Thats pretty interesting, which model and what prompt are you using?
platypus instruct v2. I tried many of the different advertised models that came after it but couldn't get rid of the feeling that they were just finetuned to perform better on benchmarks and weren't actually any better.
It was quite the process to get there. I first built a context by basically consistently repeating it's cutoff date and reminders to treat the cutoff date as the current date and to avoid specific phrases, like "for that period" or "for the time". There's this saying about the "pink elephant", basically meaning not to tell the AI to avoid specific phrases directly, as it will just make more likely it will use them. I found this true for the GPTs, not so much for the llamas. If you tell a 70b to not talk about a "pink elephant", it will actually avoid talking about it.

PROBLEMS TO WORK ON -
(1) List every distinct phrase that appears inside quotation marks in the thread.
(2) Repeat the part of the thread that begins at the words "Thats pretty interesting, which" and stops after "talking about it.".
The records come from a separate source, not from the thread.

DATA FOR REVIEW -

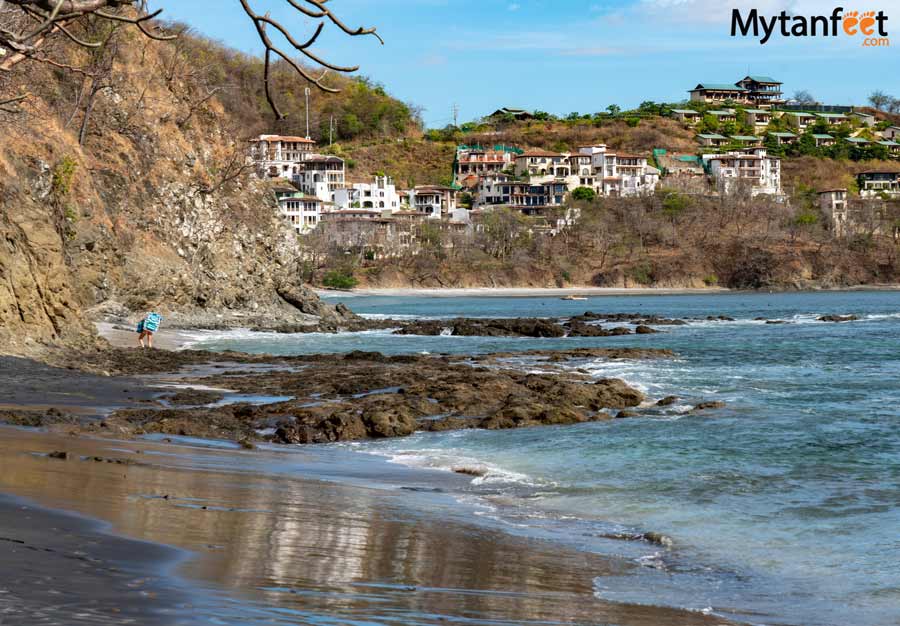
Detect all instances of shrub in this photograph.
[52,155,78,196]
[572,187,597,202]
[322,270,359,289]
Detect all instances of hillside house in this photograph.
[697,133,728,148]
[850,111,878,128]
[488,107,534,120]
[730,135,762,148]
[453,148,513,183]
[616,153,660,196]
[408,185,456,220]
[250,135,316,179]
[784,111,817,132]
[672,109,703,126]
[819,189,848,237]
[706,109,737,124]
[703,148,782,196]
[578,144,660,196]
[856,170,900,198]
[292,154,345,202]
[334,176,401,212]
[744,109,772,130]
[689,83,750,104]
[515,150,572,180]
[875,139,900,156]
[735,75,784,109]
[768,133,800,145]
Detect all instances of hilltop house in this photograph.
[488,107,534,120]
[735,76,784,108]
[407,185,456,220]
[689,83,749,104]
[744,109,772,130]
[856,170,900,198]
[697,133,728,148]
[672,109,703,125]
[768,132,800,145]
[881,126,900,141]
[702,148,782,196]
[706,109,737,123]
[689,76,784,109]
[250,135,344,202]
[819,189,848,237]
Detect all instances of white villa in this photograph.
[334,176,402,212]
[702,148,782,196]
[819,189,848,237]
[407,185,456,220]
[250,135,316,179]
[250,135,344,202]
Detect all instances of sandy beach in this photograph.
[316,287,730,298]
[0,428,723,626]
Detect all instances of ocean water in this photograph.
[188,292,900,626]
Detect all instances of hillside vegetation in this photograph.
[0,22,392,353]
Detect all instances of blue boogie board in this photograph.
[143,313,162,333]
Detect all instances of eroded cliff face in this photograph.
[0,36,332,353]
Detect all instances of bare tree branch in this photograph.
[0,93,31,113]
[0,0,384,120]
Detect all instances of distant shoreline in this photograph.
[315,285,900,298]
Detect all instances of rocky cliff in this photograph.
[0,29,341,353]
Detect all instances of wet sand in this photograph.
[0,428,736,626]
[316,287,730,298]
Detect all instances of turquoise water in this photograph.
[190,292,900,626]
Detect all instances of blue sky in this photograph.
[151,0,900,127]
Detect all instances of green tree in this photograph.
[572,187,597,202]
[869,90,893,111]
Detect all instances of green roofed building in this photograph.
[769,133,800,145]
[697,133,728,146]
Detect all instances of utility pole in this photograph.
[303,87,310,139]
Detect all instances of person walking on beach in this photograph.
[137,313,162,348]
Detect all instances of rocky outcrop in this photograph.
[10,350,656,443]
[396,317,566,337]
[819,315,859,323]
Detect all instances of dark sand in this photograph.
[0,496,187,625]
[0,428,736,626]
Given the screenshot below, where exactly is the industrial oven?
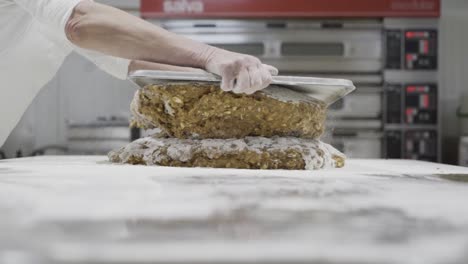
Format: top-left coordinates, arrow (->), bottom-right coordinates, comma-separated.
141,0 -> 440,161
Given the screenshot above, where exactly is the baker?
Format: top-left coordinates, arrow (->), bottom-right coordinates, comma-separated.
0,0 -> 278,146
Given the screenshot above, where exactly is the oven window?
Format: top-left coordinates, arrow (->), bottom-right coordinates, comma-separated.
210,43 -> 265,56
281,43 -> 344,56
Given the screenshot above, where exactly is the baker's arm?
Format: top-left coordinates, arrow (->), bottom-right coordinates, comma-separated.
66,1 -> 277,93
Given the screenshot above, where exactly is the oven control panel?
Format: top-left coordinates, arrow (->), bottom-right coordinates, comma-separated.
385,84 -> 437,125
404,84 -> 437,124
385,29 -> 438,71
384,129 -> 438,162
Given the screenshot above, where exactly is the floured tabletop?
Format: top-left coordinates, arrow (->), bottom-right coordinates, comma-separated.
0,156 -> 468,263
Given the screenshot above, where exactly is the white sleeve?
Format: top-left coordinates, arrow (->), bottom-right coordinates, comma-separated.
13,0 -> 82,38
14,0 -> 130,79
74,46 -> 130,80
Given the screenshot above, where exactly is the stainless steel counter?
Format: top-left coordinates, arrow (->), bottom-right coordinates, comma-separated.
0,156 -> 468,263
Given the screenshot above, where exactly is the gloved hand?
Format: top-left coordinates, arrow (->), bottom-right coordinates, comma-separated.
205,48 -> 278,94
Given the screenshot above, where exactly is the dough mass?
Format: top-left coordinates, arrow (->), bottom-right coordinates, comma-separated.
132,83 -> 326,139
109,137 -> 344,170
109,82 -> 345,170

RESPONSES TO THE EXERCISE -
(1)
for that period
for the time
pink elephant

(2)
Thats pretty interesting, which model and what prompt are you using?
platypus instruct v2. I tried many of the different advertised models that came after it but couldn't get rid of the feeling that they were just finetuned to perform better on benchmarks and weren't actually any better.
It was quite the process to get there. I first built a context by basically consistently repeating it's cutoff date and reminders to treat the cutoff date as the current date and to avoid specific phrases, like "for that period" or "for the time". There's this saying about the "pink elephant", basically meaning not to tell the AI to avoid specific phrases directly, as it will just make more likely it will use them. I found this true for the GPTs, not so much for the llamas. If you tell a 70b to not talk about a "pink elephant", it will actually avoid talking about it.